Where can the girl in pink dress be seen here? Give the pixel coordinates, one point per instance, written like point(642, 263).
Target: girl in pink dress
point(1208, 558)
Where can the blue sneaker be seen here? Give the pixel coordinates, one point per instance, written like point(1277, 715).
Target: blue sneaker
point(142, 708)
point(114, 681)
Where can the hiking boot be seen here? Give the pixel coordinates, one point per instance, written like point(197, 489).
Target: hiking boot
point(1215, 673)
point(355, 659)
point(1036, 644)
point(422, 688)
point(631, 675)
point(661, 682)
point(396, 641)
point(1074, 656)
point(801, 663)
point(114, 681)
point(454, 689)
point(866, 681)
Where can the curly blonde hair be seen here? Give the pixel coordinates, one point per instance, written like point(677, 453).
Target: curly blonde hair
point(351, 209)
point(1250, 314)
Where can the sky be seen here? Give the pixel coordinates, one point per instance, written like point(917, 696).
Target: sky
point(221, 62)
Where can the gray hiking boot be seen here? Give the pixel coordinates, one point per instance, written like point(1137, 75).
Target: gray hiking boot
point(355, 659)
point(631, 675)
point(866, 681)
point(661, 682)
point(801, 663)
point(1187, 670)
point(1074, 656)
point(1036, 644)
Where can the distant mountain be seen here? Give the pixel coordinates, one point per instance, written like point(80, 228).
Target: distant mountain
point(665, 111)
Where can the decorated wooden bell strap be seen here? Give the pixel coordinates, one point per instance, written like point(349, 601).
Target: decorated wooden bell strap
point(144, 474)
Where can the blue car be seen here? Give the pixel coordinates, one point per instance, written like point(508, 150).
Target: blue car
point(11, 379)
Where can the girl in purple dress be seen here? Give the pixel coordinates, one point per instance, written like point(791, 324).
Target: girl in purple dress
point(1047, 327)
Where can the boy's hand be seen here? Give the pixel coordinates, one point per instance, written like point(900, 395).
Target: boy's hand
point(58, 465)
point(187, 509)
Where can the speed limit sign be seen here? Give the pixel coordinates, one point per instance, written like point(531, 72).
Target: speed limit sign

##############################

- [Problem to solve]: Please render every line of the records above as a Markdown table with two columns, Row and Line, numbering each row and omitting blank lines.

- [Written solution]:
| Row | Line |
|---|---|
| 1 | Where can the girl in pink dress be seen here? Give the pixel coordinates, one point per instance, written like point(642, 263). |
| 2 | Target: girl in pink dress |
| 3 | point(1208, 558) |
| 4 | Where can the blue sneaker be seen here? Give the pixel coordinates, one point per instance, written like point(1277, 715). |
| 5 | Target: blue sneaker |
| 6 | point(142, 708) |
| 7 | point(114, 681) |
| 8 | Where can the hiking boot be seen here? Give the pixel coordinates, one point per instance, written like point(197, 489). |
| 9 | Target: hiking boot |
| 10 | point(1215, 673) |
| 11 | point(355, 659) |
| 12 | point(1036, 644) |
| 13 | point(422, 688) |
| 14 | point(631, 675) |
| 15 | point(661, 682) |
| 16 | point(396, 641) |
| 17 | point(1074, 656) |
| 18 | point(801, 663) |
| 19 | point(114, 681) |
| 20 | point(454, 689) |
| 21 | point(866, 681) |
| 22 | Where can the curly blonde hair be seen here? Give the pixel coordinates, one point per instance, written like point(677, 453). |
| 23 | Target: curly blonde hair |
| 24 | point(351, 209) |
| 25 | point(1250, 314) |
| 26 | Where can the sky be seen here? Give the pixel coordinates, one point per instance, written like point(917, 696). |
| 27 | Target: sky |
| 28 | point(221, 62) |
| 29 | Where can the gray hiking boot be seen here? Give the pixel coordinates, one point per instance, written like point(1137, 75). |
| 30 | Target: gray hiking boot |
| 31 | point(355, 659) |
| 32 | point(631, 675) |
| 33 | point(866, 681) |
| 34 | point(661, 682) |
| 35 | point(801, 663) |
| 36 | point(1187, 670) |
| 37 | point(1074, 656) |
| 38 | point(1036, 644) |
| 39 | Where can the distant mountain be seen here? Give the pixel coordinates, one point per instance, written like point(80, 228). |
| 40 | Target: distant mountain |
| 41 | point(665, 111) |
| 42 | Where can the decorated wooden bell strap be seen here? Give the pixel coordinates, one point per instance, written like point(349, 601). |
| 43 | Target: decorated wooden bell strap |
| 44 | point(144, 474) |
| 45 | Where can the blue car be seen here? Give the pixel coordinates, one point per instance, written like point(508, 150). |
| 46 | Target: blue car |
| 47 | point(11, 379) |
| 48 | Where can the girl in purple dress be seen here? Give the pixel coordinates, one point per instance, written like point(791, 324). |
| 49 | Target: girl in purple dress |
| 50 | point(1047, 327) |
| 51 | Where can the boy's hand be seen here? Give the pixel coordinates, one point per instance, written like point(900, 395). |
| 52 | Target: boy's hand |
| 53 | point(58, 465) |
| 54 | point(187, 509) |
| 55 | Where can the speed limit sign be seen here? Give the pixel coordinates, one point per instance, written like point(531, 72). |
| 56 | Target: speed limit sign |